START Given data
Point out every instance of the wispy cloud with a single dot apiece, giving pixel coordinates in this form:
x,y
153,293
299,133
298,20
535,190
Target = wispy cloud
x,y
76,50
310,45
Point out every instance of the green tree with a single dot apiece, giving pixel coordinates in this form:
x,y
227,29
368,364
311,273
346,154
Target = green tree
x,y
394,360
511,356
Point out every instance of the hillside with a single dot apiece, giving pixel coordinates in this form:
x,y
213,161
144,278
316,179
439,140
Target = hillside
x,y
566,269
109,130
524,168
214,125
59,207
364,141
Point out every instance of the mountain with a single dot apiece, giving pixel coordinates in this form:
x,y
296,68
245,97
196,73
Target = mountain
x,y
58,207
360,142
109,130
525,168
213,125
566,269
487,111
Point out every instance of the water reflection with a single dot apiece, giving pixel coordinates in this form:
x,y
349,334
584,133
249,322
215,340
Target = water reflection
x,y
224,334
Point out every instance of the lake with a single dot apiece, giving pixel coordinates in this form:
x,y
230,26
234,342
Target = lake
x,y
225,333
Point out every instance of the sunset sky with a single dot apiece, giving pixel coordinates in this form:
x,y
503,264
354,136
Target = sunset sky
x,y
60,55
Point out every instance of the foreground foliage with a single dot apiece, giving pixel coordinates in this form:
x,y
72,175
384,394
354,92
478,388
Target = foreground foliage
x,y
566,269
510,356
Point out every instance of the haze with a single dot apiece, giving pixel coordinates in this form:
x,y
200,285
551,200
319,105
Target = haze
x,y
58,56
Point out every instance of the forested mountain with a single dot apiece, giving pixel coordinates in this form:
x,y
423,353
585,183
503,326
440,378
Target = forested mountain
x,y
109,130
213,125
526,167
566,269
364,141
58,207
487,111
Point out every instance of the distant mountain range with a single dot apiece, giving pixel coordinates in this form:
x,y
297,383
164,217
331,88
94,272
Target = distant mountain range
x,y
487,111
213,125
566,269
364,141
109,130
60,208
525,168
END Given data
Each line of the data above is to be set down exactly.

Reply to the exercise:
Point out every instance of the wispy cloud with a single dot apiece, giving pixel coordinates in this form:
x,y
153,293
299,133
298,20
535,190
Target = wispy cloud
x,y
76,50
310,45
Point out every instance of the green tree with a single dot apiece, giving pixel coordinates in this form:
x,y
227,29
368,364
311,273
346,154
Target = green tree
x,y
394,360
511,356
Point out every instance of the hillside with a single dot apiece, giving pixel coordinates in this form:
x,y
213,161
144,278
316,179
439,140
Target = hillside
x,y
566,269
109,130
524,168
214,125
59,207
364,141
Point out every instance of the mountain with a single dot apiece, giving pixel coordinates in this form:
x,y
296,68
245,97
196,73
Target = mountain
x,y
58,207
360,142
109,130
525,168
213,125
566,269
487,111
Point out every instance of the water reflection with a single dot apiece, giving pixel coordinates in this form:
x,y
349,334
584,133
249,322
215,340
Target = water reflection
x,y
224,334
Point out every instance of the lake with a single dot apiece, giving pixel coordinates in this form:
x,y
230,26
234,342
Target = lake
x,y
225,333
Point out every instance of the sunset sky with a single dot apiece, giving pixel coordinates in this form:
x,y
503,264
354,136
Target = sunset sky
x,y
60,55
Point out every instance of the foreground foliage with a single dot apiece, giving pixel coordinates in this form:
x,y
72,175
384,394
354,92
478,388
Target = foreground foliage
x,y
566,269
510,356
Point out every instance of the haze with a single dot apiece, giving pixel coordinates in this form:
x,y
200,285
551,200
319,105
Target = haze
x,y
58,56
Point out every instance of the forested mountain with a single dot apiece, giving pixel coordinates in this form:
x,y
423,353
585,183
503,326
440,378
Target = forested mountain
x,y
109,130
213,125
526,167
566,269
364,141
58,207
487,111
Point out every instance of the distant mountain range with a single dot apiece, giving pixel coordinates in this form:
x,y
297,383
164,217
331,88
94,272
Target = distant mountain range
x,y
487,111
213,125
566,269
364,141
109,130
60,208
525,168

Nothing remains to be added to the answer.